● SHORT TASK:
Decide whether each statement below agrees with the text on the Shelby and Dodge cars. Answer yes or no for each and quote the words from the text that settle it.
1. The GLHS carried a sticker price of $10,995.
2. The Shelby Charger was substantially changed for this year.
3. The A-555 manual transaxle used a two pinion differential.

● TEXT SEGMENT:
● ● ●

The official GLHS numbers went like this: quarter-mile in 14.7 seconds, 0-60 in 6.5 sec, and .88g on the skidpad. Bite was improved tremendously over the GLH, but at a cost —— a slightly harsher ride, and care had to be taken when pushing the car quickly over surfaces that were less than ideal, as the little Omni could lose grip going over bumps.
The GLHS was sold through Dodge dealerships that stepped up to a Shelby Automobiles franchise, for a $10,995 sticker price.
The Shelby Charger remained relatively unchanged for this year. As for the Daytona, the $183 CS (guess who?) Performance package was made available with larger swaybars, CS fender badges, 15 x 6.5-inch “crab” wheels with 225/50VRI5 Goodyear Gatorbacks, and new four-wheel disc brakes.
The P-Body 1987 Dodge Shadow and Plymouth Sundance were launched in the spring of 1986 with an available Turbo I and A-520 manual transmission combo. Dodge also began offering the full Turbo II package with stronger crankshaft, rods, and Mahle pistons capable of handling the 25 pound-feet more torque than the Shelbys’ block, upgraded alternator and electrical system, and an A-555 manual transaxle that included a 3.85 final drive, Getrag-sourced gears, four pinion differential (rather than the two pinion piece in the 520), and bigger 230mm clutch assembly, standard in the Daytona Shelby Z with manual trans.

● ● ●

● SOURCE DATA:
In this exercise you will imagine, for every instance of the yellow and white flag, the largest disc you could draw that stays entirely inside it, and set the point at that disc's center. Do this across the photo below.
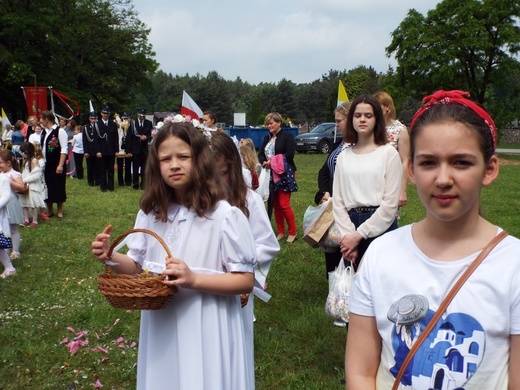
(342, 94)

● ● ●

● COMPLETED EXERCISE:
1. Yes: "for a $10,995 sticker price."
2. No: "The Shelby Charger remained relatively unchanged for this year."
3. No: "four pinion differential (rather than the two pinion piece in the 520)"